3o Actuellement les humanistes, les nouveaux alliés, se présentent et disent :

L’humanité dans son ensemble est la réalité poursuivie par le génie social sous le nom mystique de Dieu. Ce phénomène de la raison collective, espèce de mirage dans lequel l’humanité, se contemplant elle-même, se prend pour un être extérieur et transcendant qui la regarde et préside à ses destinées ; cette illusion de la conscience, disons-nous, a été analysée et expliquée ; et c’est désormais reculer dans la science que de reproduire l’hypothèse théologique. Il faut s’attacher uniquement à la société, à l’homme. Dieu en religion, l’état en politique, la propriété en économie, telle est la triple forme sous laquelle l’humanité, devenue étrangère à elle-même, n’a cessé de se déchirer de ses propres mains, et qu’elle doit aujourd’hui rejeter.

Matériel fourni:
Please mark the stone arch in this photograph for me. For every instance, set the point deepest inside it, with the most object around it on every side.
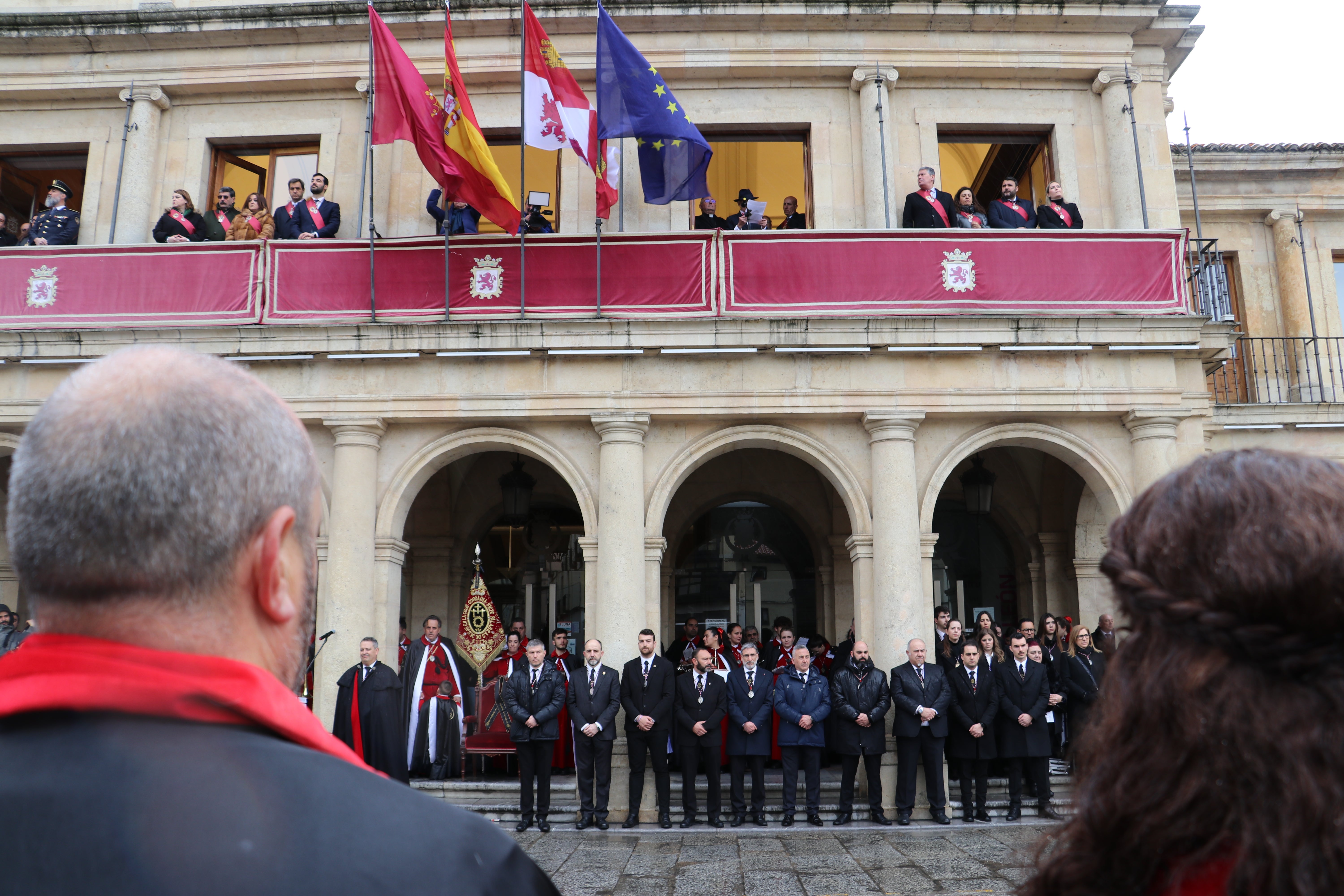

Consigne 1:
Recopiez le passage de l'extrait sur les humanistes compris entre « L’humanité dans son » et « doit aujourd’hui rejeter. », bornes incluses.
Consigne 2:
Dans l'extrait sur les humanistes, relevez chacune des formes que l'humanité doit aujourd'hui rejeter, avec le domaine auquel elle se rattache.

Réponse 1:
L’humanité dans son ensemble est la réalité poursuivie par le génie social sous le nom mystique de Dieu. Ce phénomène de la raison collective, espèce de mirage dans lequel l’humanité, se contemplant elle-même, se prend pour un être extérieur et transcendant qui la regarde et préside à ses destinées ; cette illusion de la conscience, disons-nous, a été analysée et expliquée ; et c’est désormais reculer dans la science que de reproduire l’hypothèse théologique. Il faut s’attacher uniquement à la société, à l’homme. Dieu en religion, l’état en politique, la propriété en économie, telle est la triple forme sous laquelle l’humanité, devenue étrangère à elle-même, n’a cessé de se déchirer de ses propres mains, et qu’elle doit aujourd’hui rejeter.

Réponse 2:
- Dieu, en religion
- l'état, en politique
- la propriété, en économie